Every record below should be printed exactly as it appears.
****************************************
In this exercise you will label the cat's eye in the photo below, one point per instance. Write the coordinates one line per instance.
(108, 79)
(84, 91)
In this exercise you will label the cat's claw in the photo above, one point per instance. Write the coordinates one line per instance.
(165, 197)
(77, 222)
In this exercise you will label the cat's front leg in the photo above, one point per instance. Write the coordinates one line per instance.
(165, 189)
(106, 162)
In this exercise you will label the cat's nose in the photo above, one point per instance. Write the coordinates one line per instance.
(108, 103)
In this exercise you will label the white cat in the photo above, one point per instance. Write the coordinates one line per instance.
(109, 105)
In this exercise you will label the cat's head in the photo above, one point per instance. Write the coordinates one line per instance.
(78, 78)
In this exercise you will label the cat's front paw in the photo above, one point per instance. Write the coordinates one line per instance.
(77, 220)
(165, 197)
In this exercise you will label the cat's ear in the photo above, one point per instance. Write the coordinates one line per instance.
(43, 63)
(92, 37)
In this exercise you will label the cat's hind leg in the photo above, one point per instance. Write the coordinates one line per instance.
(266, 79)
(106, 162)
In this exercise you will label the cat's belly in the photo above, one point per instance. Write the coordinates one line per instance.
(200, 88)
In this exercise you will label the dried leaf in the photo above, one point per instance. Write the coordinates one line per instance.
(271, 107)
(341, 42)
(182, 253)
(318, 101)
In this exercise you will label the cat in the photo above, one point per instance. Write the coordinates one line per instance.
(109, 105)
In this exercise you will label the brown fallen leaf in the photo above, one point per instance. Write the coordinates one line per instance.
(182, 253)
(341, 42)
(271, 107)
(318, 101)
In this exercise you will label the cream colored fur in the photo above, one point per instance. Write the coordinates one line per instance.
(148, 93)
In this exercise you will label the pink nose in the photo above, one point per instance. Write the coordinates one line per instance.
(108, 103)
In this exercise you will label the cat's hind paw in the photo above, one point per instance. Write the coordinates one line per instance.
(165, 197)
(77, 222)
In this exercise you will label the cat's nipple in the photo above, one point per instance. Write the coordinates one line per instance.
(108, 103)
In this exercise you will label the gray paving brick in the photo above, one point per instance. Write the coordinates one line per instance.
****************************************
→ **Answer**
In this exercise you will label the cat's eye in the photo below, one point per instance. Write the coordinates one line per instance.
(108, 79)
(84, 91)
In this exercise you will label the cat's claw in the photo above, one point per instance. Write the coordinates one line per instance.
(165, 197)
(77, 222)
In this exercise you will label the cat's front leg in the photo above, one point per instance. Write the coordinates one line per instance.
(165, 189)
(106, 162)
In this exercise you will label the cat's nose in the photo above, one point per instance. Write the coordinates one line per instance.
(108, 103)
In this exercise you will label the white cat in the photo above, one point per instance. Write the coordinates one line per instance.
(109, 105)
In this exercise you will label the cat's head in the photo above, one point per instance. Write the coordinates one line per instance.
(78, 78)
In this exercise you will label the cat's front paw in the photo above, one point per instance. Write the coordinates one line per instance.
(77, 220)
(165, 197)
In this exercise you will label the cat's ear in the photo above, one point per instance. Write the coordinates one line per instance.
(43, 63)
(92, 37)
In this exercise you will label the cat's hind leg in the photo above, one point per instance. Write the coordinates one line per instance.
(266, 79)
(106, 162)
In this exercise you will label the cat's belly in the photo above, one point per instance. Write the coordinates one line per instance.
(200, 88)
In this exercise you will label the dried leaf in the photo above, one point per instance. Write the coordinates one line per instance.
(271, 107)
(341, 42)
(182, 253)
(318, 101)
In this exercise you will label the cat in the photo above, one point per instance. Write the coordinates one line per instance.
(109, 105)
In this exercise you will label the brown fallen leaf in the photo above, one point per instance. Write the coordinates one line per instance.
(182, 253)
(341, 42)
(271, 107)
(318, 101)
In this exercise you will label the cream colored fur in the photo above, one point per instance. Write the coordinates one line per instance.
(148, 93)
In this exercise you will label the pink nose in the photo above, one point per instance. Write the coordinates one line per instance.
(108, 103)
In this exercise you will label the cat's hind paw in the photo above, one point per instance. Write the coordinates one line per instance.
(165, 197)
(77, 222)
In this exercise you will label the cat's nipple in the photo above, one point per instance. Write the coordinates one line per instance.
(108, 103)
In this exercise you will label the gray paving brick in the photo above, one point per instance. Write the coordinates one line per instance.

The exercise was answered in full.